▶ **The task**
Give back every line exactly as it appears, pictures excluded.

▶ **Extracted information**
+-------+
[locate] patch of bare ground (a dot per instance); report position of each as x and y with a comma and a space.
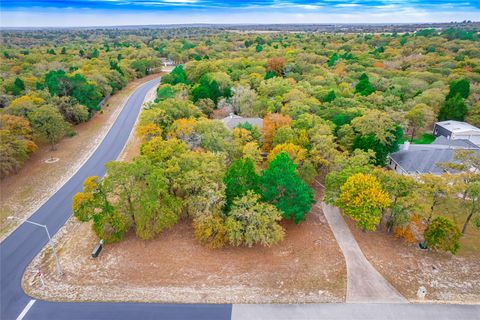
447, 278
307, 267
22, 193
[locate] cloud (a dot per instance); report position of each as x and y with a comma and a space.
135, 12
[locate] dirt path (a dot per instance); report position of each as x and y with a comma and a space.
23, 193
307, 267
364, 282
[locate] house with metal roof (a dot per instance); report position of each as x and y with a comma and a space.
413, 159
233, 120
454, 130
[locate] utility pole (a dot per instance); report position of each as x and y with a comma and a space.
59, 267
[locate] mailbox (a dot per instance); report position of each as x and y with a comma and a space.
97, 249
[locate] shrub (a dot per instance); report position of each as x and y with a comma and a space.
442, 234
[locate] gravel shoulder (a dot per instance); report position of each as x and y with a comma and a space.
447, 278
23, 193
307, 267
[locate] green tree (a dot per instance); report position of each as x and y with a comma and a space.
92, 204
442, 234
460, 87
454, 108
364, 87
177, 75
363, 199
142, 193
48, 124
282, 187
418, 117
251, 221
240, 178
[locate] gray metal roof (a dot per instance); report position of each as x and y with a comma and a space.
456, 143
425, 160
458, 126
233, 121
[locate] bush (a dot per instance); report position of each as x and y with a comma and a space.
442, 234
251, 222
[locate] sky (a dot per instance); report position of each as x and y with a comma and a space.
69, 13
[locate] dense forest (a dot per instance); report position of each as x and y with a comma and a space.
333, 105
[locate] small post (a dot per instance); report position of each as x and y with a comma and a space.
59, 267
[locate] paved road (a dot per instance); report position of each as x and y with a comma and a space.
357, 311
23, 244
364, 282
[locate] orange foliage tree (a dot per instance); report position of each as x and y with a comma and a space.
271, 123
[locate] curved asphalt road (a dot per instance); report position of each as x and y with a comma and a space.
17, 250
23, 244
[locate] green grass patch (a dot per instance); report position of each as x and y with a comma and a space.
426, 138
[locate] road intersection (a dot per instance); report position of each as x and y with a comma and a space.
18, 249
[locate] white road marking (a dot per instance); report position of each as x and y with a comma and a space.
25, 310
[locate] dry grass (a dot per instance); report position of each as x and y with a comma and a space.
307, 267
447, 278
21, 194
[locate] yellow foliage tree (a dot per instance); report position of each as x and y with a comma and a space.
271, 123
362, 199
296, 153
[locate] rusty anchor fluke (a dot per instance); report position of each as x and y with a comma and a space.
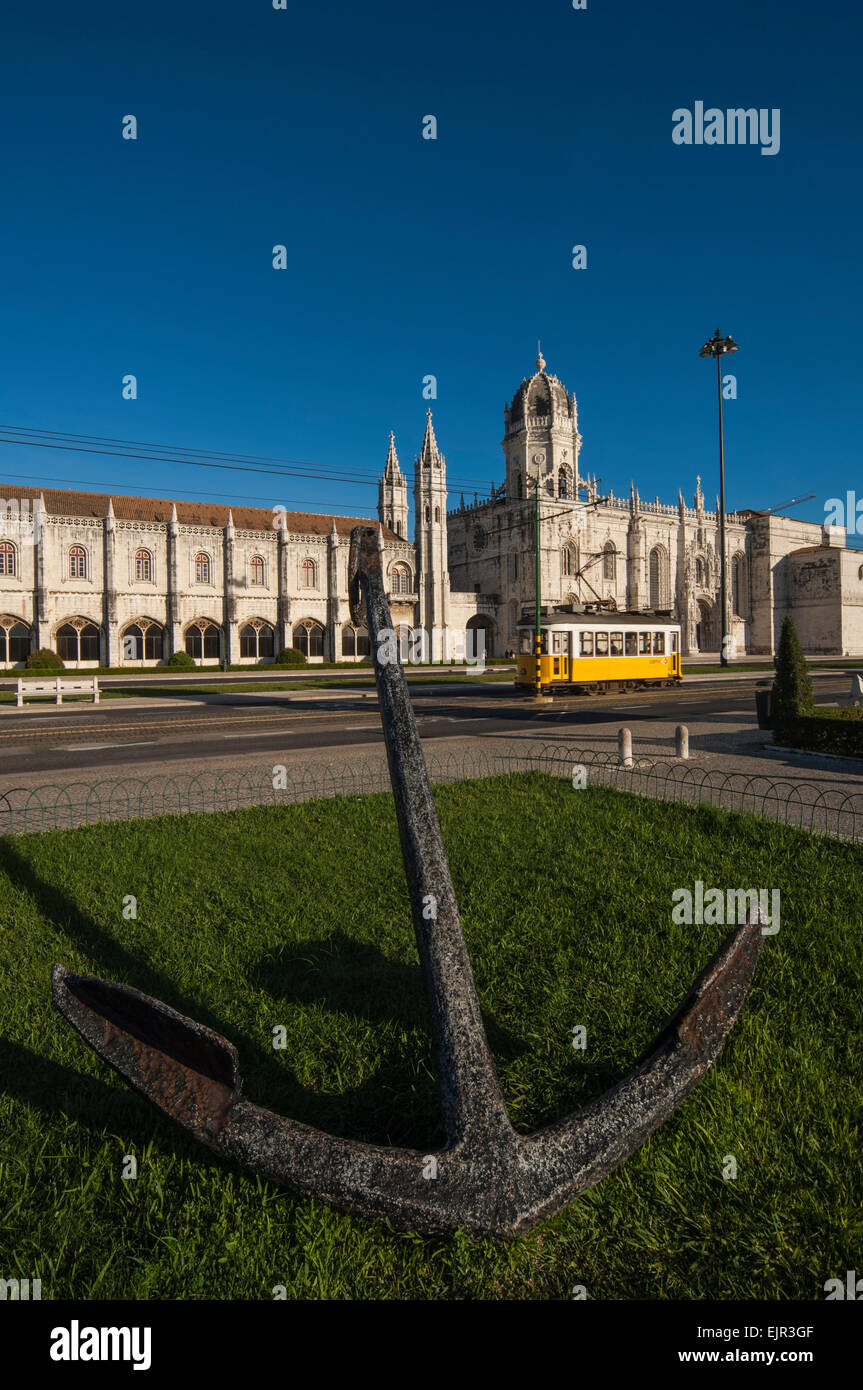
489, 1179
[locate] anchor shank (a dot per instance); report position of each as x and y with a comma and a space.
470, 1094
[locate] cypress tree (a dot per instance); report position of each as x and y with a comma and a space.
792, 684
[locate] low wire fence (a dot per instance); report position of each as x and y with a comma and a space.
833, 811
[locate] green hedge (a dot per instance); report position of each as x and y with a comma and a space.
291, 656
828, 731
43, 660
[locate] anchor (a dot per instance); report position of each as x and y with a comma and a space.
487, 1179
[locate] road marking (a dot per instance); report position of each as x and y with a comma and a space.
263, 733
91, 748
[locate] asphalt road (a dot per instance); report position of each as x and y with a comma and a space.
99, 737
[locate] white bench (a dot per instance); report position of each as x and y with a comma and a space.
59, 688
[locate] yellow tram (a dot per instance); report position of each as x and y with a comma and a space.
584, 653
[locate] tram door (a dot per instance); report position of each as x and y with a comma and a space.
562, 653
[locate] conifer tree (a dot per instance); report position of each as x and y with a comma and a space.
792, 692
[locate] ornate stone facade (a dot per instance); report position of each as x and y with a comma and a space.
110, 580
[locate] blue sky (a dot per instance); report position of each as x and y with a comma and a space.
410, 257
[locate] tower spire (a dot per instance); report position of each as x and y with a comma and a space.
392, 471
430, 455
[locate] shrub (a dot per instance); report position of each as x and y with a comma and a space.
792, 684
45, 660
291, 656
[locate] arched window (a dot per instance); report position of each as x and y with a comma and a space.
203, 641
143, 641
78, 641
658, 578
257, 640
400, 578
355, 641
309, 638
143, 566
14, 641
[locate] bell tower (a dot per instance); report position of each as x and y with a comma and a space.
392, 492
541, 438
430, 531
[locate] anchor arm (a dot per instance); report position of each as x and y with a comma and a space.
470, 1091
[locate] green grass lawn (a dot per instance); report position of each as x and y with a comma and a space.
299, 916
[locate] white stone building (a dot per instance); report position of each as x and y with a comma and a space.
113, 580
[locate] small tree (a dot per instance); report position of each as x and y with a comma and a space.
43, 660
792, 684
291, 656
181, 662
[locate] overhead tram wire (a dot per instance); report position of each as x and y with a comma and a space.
+-------+
▶ **Output for this task**
[locate] patch of bare ground (a dot per instance); report position of each as x and y with a comma and a space.
447, 278
307, 267
22, 193
[locate] cloud (a dot per instance); report position of each as x and y with a comma and a space.
135, 12
[locate] dirt path (a dot per instance); report position of each as x and y with a comma and a space.
23, 193
307, 267
364, 282
[locate] house with metal roof (a dot per instance); report position of each as x and y with a comma and a space.
413, 159
233, 120
454, 130
[locate] utility pole (a dot per instance); report position of each as x and y with a comma and a space.
59, 267
[locate] mailbox (a dot per instance); report position of each as x and y with a comma and a space.
97, 249
[locate] shrub (a dot per instance); report position of each as x and y with a comma and a space.
442, 234
[locate] gravel shoulder (a dot per instance); report position of each as x and y with a comma and a space.
447, 278
23, 193
307, 267
[locate] green tree (a dot per instance); report position of each as x and y with a comma and a space.
92, 204
442, 234
460, 87
454, 108
364, 87
177, 75
363, 199
142, 193
48, 124
282, 187
418, 117
251, 221
240, 178
[locate] gray metal roof (a dot per instance); report position of each as x and y with a comma and a space.
456, 143
425, 160
458, 126
233, 121
[locate] bush (a dot per instance); report position of each as x and y with a comma and a space.
442, 234
251, 222
[locate] sky (a dot per instance); report position of each as x and y with a comma and a space.
69, 13
[locate] dense forest (a dot per instance); report position of each as x and y with a comma and a space.
333, 105
[locate] small post (a dot per instance); report position of each as x and y with a comma and a space.
59, 267
[locate] paved road (a dot per instance); report position of each as x and y with a comma and a space.
357, 311
23, 244
364, 282
[locate] orange foliage tree (a dot per instance); report position of each as x and y with a comma and a space.
271, 123
[locate] curved asphalt road (a dot per instance); report position of each as x and y with a comma and a space.
17, 250
23, 244
[locate] green grass patch (a dot per instance); report position of each as x and y with a comma and a space.
426, 138
[locate] road intersection (a dot per instance); report position of each as x and y with a comma and a space.
18, 249
[locate] white road marking (a dot per instance); report position of each as x and y with a comma and a space.
25, 310
[locate] dry grass (a dot per instance); report position of each as x and y with a comma and a space.
307, 267
447, 278
21, 194
[locate] yellow foliage tree (a dot per instance); report position of each as x and y with a comma and a space.
271, 123
362, 199
296, 153
[locate] rusty anchor fluke (a dot per instance); report position of each as x and y with a comma and a space.
489, 1179
[locate] anchor shank (a dot per instance); report position of each as x and y with a comma and a space.
470, 1094
[locate] cypress tree (a dot per instance); report position of each as x and y with a comma and a space.
792, 684
[locate] low wire fence (a dot per instance); report position of each as x and y with a comma and a space.
833, 811
[locate] green hedge (a dot per instance); report position of each as x and y with a comma and a space.
291, 656
828, 731
43, 660
[locate] anchor (a dot per instance); report position of each as x and y with a comma and a space.
487, 1179
[locate] road marking (a dot per instance); report position of each as x and y with a comma and a space.
263, 733
91, 748
[locate] asphalt road (a dot per instance); report position of each as x and y with a comma and a space.
99, 737
[locate] white bench (a dot per instance); report position of each as x and y with a comma and a space.
59, 688
[locate] yellow tram (a dot per instance); report position of each as x and y with a comma and a space.
584, 653
[locate] tram door (a dot per instance); report position of each as x and y with a comma and a space.
562, 653
[locate] conifer tree (a dot per instance); report position of each as x and y with a comma and a space.
792, 692
[locate] ornate stone facade (a dot per instance); report position of each as x and y with a comma and a space.
110, 580
[locate] blue sky (a dot per instance); report position of each as x and y with a comma and a space.
410, 257
[locate] tower spire (a dot per instance); report position of each as x and y with a comma and a space.
392, 471
430, 455
[locate] shrub (a dot per instance); report position of each as x and y with a comma and a space.
792, 684
45, 660
291, 656
[locate] arched window (a dot per instance); report position of each as x and y with a comma and a space.
203, 641
143, 641
78, 641
658, 578
257, 640
400, 578
355, 641
309, 638
143, 566
14, 641
[locate] bell tower (a dot per instance); report position of each as x and y with a comma and a space.
392, 492
541, 438
430, 531
[locate] anchor arm (a dot per instance); report position of each as x and y with a comma and a space.
470, 1091
[locate] green grass lawn (a dot per instance); report position of each as x and y with a comma and a space.
299, 916
[locate] white stone building (a dot per instance); report position of each as x and y with a comma and a space.
113, 580
[locate] small tree (a dot per instance); report position of each as x and y with a comma and a space.
43, 660
792, 684
291, 656
181, 662
[locate] overhead tram wire (a dot per instance); report position of each as x and y with a comma and a space.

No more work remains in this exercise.